Challenge: Locate each line in the entries below that contains the word "brown", and copy those lines.

Supplied material:
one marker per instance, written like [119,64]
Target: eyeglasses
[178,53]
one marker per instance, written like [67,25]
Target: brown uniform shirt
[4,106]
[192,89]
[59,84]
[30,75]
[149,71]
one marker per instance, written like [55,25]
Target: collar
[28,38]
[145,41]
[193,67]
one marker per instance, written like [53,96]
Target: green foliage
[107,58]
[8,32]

--

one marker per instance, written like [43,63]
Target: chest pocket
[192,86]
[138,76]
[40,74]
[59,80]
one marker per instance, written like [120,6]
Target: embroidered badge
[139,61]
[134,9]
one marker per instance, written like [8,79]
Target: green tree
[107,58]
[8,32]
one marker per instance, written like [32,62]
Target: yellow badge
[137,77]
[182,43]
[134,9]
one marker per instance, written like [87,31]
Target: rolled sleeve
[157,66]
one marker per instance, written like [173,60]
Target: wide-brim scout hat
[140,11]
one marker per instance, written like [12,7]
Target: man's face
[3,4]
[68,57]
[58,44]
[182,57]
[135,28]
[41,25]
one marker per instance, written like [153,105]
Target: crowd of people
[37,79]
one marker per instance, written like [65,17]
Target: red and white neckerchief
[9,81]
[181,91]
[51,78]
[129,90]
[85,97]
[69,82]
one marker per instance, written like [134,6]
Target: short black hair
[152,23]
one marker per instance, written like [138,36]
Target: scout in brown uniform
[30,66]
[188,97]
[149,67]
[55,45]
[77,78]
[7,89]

==

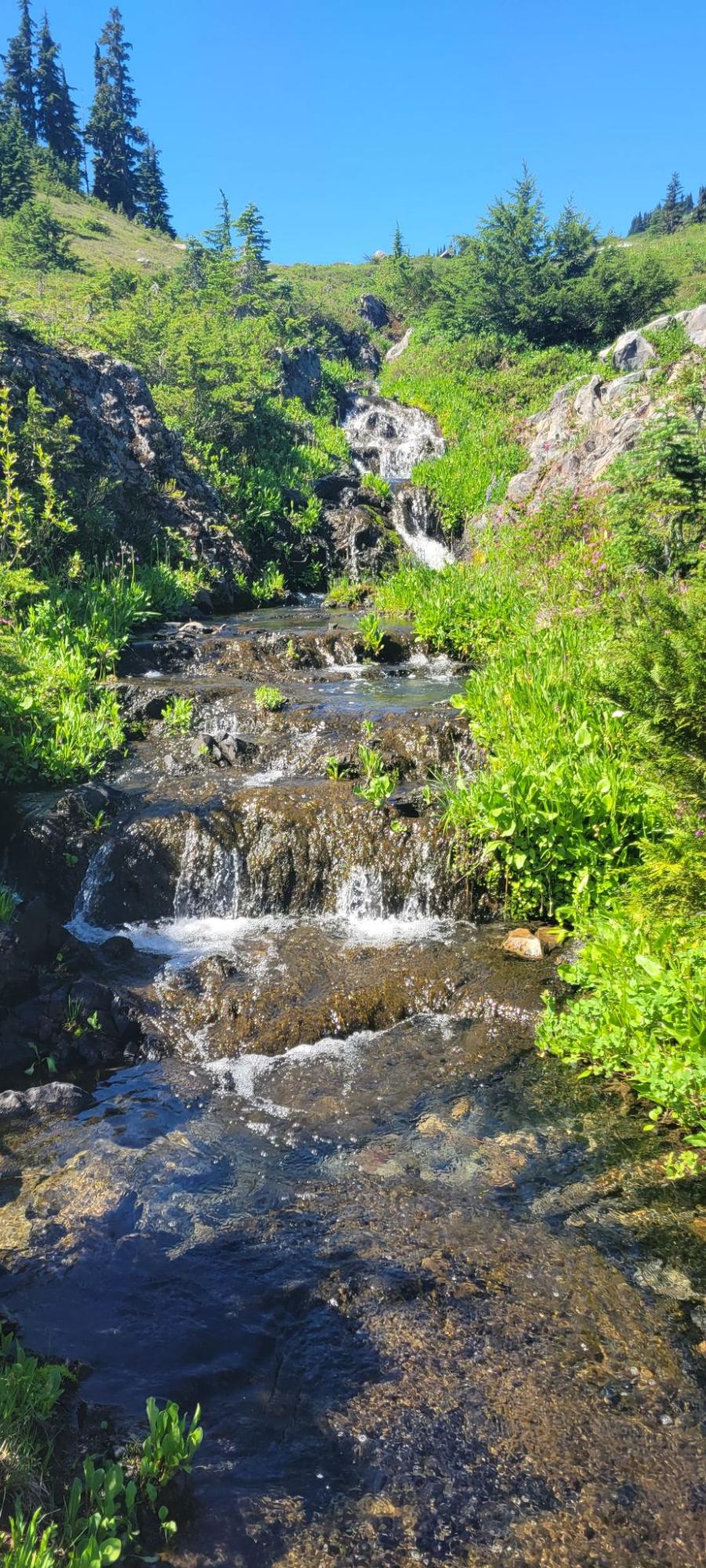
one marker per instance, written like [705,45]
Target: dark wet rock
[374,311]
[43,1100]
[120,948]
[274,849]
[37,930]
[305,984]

Finished task:
Target: brown uniform shirt
Target: scout in brown uniform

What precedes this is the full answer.